=== PROMPT ===
If an entry below contains an image, drop the image and retype the rest exactly.

Dataset items
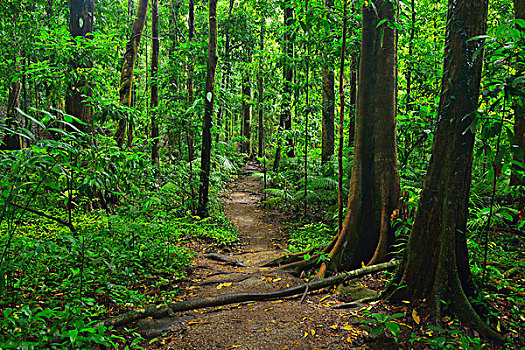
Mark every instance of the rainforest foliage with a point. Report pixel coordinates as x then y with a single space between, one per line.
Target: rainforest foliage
122 121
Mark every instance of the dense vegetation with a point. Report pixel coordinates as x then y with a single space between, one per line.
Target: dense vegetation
104 134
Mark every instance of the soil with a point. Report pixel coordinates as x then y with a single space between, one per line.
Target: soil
279 324
309 321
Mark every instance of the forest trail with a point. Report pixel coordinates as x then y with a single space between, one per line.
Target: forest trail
280 324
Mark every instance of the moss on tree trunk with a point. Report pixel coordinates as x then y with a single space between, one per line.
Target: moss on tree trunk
126 75
435 266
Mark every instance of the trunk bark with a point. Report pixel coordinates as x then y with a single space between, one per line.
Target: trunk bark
366 234
518 176
155 158
246 143
328 132
202 209
12 141
285 120
80 25
260 87
191 71
410 58
126 75
435 266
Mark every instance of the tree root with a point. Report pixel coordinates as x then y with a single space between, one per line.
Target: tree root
288 259
220 300
225 259
357 303
227 281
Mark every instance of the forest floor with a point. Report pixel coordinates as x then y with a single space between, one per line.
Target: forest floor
309 321
278 324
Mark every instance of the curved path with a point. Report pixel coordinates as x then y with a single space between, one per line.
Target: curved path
280 324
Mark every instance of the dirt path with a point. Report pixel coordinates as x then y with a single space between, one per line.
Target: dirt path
280 324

=== EXERCISE SOLUTION ===
Mark every instance of the rainforest foliage with a point. Report pixel coordinates as x then y with a single space between, one per line.
Target: rainforest foliage
122 121
Mark every instance of the dense vegetation with a point. Report pixel coordinates as x then y with a single space between, one per line.
Target: dense vegetation
104 134
Mark every instance of the soil with a point. Report pixel coordinates as x then y with a single space between, one per line.
Target: soil
279 324
309 321
Mark every instance of the forest trail with a point. Report pixel coordinates as x then y with a single space between, one per line.
Target: forest trail
280 324
Mark every instance of the moss on tree trunk with a point. Report pixel coordinates as x then y with a single space between, one per line.
Target: moss on tree trunk
126 75
435 266
Mark every instance of the trunk bark with a point. Report pixel coordinates as x then y with a single space between, one per line.
Target: trunk bark
366 234
518 176
155 158
246 143
328 132
202 209
12 141
285 120
80 25
260 87
191 71
410 58
126 75
435 266
Mark every instance of the tree root with a point. Report pixel coordinates as x then y with a single space between, one per line.
Target: tree root
288 259
220 300
225 259
357 303
227 281
Mark every instance of the forest floor with a point. Report pixel coordinates as x then y with a single space between, one per line.
Target: forest floor
309 321
278 324
Mark every instance of the curved path with a point. Report pixel coordinates as x then y with a single space between, one per line.
Target: curved path
280 324
Mark every instance of the dirt path with a point. Report pixel coordinates as x then y with a single space between, one per line.
Target: dirt path
280 324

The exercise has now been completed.